Required work >>
Return every line of the records below that contains the string "plastic", copying each such line in full.
-- Start of Data entries --
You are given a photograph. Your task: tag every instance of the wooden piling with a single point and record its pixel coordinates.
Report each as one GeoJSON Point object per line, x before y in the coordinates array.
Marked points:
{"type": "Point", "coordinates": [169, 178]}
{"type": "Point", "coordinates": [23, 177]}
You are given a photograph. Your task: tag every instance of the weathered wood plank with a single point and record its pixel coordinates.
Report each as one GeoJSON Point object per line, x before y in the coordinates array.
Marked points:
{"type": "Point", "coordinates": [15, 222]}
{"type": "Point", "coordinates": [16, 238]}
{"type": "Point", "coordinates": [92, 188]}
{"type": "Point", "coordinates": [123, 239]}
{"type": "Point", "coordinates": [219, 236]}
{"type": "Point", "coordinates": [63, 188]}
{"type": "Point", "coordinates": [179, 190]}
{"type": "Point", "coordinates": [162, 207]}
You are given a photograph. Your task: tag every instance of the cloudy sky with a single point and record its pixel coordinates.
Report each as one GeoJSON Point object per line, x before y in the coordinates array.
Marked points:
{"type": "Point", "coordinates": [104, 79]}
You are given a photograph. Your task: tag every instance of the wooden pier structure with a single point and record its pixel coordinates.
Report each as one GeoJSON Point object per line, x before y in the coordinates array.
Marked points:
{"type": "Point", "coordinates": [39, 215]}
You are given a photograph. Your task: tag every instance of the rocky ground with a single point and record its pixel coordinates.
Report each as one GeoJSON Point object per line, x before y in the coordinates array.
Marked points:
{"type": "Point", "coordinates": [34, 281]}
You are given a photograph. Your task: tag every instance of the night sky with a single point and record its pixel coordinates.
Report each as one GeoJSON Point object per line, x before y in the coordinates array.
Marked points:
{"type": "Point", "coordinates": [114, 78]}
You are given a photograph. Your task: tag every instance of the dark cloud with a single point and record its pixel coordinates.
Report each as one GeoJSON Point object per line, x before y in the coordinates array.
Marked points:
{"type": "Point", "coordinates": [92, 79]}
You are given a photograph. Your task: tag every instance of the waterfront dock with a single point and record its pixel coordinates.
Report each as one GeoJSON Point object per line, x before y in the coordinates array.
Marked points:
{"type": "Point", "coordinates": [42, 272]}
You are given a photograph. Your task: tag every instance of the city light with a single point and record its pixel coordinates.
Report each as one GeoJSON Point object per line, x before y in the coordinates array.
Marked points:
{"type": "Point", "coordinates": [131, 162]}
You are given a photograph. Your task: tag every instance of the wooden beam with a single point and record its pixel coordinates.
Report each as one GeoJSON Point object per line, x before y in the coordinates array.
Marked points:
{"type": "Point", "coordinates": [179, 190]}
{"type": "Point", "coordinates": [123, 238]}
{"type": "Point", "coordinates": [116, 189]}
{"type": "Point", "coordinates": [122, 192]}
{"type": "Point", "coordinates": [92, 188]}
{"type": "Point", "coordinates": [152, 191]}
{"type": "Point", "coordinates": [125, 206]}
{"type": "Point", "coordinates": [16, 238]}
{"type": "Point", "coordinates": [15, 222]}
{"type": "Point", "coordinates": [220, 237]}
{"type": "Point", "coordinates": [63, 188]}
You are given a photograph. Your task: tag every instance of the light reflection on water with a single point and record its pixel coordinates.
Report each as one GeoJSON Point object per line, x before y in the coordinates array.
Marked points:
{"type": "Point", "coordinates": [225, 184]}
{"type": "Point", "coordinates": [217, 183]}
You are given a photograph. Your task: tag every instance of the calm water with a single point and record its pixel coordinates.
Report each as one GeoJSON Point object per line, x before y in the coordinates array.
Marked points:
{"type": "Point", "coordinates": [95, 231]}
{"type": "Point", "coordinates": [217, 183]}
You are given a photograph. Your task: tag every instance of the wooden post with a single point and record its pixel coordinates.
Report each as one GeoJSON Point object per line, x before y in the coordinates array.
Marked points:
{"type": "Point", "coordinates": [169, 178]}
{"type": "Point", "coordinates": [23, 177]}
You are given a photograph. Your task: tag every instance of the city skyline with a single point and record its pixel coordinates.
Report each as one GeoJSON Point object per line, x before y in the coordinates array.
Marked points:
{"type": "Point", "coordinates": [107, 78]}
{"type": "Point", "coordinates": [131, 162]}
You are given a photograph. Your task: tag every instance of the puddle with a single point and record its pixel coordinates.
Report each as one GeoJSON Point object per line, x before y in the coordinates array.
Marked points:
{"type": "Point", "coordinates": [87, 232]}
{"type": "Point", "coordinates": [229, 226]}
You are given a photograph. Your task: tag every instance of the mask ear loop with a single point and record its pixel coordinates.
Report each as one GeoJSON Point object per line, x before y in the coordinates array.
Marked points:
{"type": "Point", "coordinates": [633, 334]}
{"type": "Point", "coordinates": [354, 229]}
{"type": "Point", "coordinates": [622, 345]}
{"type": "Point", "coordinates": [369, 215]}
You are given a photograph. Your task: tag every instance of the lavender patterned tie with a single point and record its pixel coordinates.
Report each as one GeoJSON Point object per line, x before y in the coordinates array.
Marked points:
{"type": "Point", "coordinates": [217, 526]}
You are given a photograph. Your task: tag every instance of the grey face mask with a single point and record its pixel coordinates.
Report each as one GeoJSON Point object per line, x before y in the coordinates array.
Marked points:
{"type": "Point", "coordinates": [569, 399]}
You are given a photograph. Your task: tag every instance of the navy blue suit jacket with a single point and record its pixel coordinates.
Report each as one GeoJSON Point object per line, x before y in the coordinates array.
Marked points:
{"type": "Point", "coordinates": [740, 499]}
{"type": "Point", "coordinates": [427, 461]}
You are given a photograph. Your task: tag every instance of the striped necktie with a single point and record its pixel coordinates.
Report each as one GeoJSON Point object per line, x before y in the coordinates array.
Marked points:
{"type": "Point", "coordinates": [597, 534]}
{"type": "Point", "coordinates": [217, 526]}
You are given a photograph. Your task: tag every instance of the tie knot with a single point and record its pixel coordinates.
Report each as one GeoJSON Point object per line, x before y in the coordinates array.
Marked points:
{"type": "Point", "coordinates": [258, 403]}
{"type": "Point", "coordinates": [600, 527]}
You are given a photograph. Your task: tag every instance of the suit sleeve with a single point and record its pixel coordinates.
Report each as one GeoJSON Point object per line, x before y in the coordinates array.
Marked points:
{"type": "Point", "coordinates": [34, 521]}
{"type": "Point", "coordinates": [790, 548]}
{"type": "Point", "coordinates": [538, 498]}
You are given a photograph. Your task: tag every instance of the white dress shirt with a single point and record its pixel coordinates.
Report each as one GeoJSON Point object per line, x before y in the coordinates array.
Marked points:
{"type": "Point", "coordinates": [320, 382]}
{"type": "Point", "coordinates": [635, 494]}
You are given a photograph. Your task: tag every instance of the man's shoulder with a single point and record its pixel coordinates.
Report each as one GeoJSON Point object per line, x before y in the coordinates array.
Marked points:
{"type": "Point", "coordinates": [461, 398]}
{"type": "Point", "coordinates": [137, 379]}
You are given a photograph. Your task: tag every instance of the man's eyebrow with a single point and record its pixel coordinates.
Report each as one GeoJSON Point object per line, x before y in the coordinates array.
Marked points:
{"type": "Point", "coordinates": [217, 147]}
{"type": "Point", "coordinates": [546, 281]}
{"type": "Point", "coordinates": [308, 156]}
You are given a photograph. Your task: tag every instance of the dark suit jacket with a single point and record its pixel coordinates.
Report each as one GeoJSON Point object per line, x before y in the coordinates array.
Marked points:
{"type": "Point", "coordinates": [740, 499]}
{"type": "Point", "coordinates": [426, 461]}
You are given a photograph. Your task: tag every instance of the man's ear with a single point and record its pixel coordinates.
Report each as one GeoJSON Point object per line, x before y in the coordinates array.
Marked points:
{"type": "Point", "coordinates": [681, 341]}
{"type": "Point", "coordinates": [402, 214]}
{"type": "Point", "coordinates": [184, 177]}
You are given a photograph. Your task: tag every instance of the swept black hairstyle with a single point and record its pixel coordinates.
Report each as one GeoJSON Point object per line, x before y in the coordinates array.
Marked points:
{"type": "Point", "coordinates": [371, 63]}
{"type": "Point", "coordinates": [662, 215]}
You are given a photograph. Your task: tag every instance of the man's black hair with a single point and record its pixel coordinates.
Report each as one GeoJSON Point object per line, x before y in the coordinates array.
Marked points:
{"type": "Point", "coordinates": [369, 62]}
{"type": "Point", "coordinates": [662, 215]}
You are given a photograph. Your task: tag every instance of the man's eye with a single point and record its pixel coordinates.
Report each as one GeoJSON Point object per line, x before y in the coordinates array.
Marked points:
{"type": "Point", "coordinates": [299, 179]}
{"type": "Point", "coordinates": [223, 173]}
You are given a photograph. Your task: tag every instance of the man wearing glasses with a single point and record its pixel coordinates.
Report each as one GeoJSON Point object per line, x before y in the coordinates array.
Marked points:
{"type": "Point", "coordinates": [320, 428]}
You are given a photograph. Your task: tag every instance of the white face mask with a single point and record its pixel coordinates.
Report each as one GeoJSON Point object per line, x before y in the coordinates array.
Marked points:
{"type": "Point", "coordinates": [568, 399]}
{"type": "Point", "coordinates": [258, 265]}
-- End of Data entries --
-- Start of Data entries --
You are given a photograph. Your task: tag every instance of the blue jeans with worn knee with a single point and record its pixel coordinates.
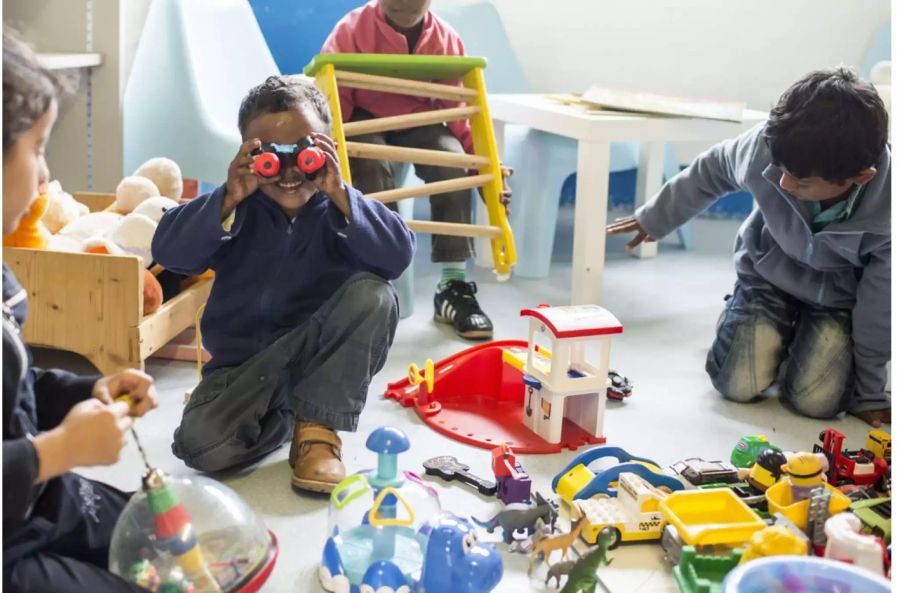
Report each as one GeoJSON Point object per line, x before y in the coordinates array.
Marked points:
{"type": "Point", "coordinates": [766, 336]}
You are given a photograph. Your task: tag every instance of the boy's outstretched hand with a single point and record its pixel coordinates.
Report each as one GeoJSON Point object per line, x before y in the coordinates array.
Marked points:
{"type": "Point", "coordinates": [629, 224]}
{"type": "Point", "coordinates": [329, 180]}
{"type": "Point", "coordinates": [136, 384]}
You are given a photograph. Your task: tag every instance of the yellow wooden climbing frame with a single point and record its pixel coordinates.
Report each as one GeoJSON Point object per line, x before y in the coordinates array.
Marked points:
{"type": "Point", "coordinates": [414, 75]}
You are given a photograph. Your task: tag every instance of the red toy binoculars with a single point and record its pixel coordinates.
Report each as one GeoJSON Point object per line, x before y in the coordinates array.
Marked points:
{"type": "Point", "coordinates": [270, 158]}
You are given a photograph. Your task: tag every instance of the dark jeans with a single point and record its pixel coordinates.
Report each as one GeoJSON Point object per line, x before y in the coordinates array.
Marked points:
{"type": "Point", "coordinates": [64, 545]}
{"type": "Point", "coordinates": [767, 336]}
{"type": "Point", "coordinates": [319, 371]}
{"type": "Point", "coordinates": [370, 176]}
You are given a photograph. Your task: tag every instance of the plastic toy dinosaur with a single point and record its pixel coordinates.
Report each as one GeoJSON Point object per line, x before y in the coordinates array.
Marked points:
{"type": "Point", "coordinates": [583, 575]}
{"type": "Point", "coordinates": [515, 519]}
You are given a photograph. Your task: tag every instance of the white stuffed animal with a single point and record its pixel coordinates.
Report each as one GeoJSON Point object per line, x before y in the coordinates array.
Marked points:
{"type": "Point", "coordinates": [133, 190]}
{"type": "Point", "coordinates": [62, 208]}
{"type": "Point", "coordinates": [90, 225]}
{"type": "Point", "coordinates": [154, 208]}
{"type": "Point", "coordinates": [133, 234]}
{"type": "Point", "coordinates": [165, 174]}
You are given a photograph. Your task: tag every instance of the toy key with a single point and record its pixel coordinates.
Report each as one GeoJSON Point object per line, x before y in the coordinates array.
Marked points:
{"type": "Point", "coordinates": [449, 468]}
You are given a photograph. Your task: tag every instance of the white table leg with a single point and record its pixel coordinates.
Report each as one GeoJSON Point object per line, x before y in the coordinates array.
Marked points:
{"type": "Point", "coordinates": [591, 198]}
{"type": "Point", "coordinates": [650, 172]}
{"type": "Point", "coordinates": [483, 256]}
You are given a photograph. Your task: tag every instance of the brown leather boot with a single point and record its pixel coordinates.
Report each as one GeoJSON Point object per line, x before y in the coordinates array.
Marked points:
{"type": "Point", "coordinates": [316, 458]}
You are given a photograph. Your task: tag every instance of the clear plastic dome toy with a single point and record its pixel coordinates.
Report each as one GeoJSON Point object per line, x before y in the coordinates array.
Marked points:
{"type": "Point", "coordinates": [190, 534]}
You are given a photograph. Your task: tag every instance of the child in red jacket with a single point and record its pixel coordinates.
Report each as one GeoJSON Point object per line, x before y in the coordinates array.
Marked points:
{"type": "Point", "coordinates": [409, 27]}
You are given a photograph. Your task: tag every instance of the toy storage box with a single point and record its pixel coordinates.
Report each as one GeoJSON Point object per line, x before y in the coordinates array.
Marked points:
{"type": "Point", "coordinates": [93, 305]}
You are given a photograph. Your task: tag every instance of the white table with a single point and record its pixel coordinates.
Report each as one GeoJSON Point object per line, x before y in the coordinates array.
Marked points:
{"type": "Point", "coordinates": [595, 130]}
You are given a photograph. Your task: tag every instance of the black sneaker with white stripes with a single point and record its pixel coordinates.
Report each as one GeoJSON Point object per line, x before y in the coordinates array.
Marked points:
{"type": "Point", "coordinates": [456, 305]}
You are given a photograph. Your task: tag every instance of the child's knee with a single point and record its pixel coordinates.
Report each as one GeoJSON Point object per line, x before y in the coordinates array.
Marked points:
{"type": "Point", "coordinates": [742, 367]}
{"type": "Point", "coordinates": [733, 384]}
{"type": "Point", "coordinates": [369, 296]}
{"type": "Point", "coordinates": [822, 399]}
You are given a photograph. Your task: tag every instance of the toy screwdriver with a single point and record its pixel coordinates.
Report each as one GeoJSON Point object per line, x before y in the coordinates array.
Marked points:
-- End of Data entries --
Task response >>
You are given a photograph. Your task: tag every instance of the plastic toy dinosaur with a single point and record its pixel coordinates.
You are given a photograph. Your task: tag every instance of the clear plastic dome toy with a single point and record its pixel coordinates.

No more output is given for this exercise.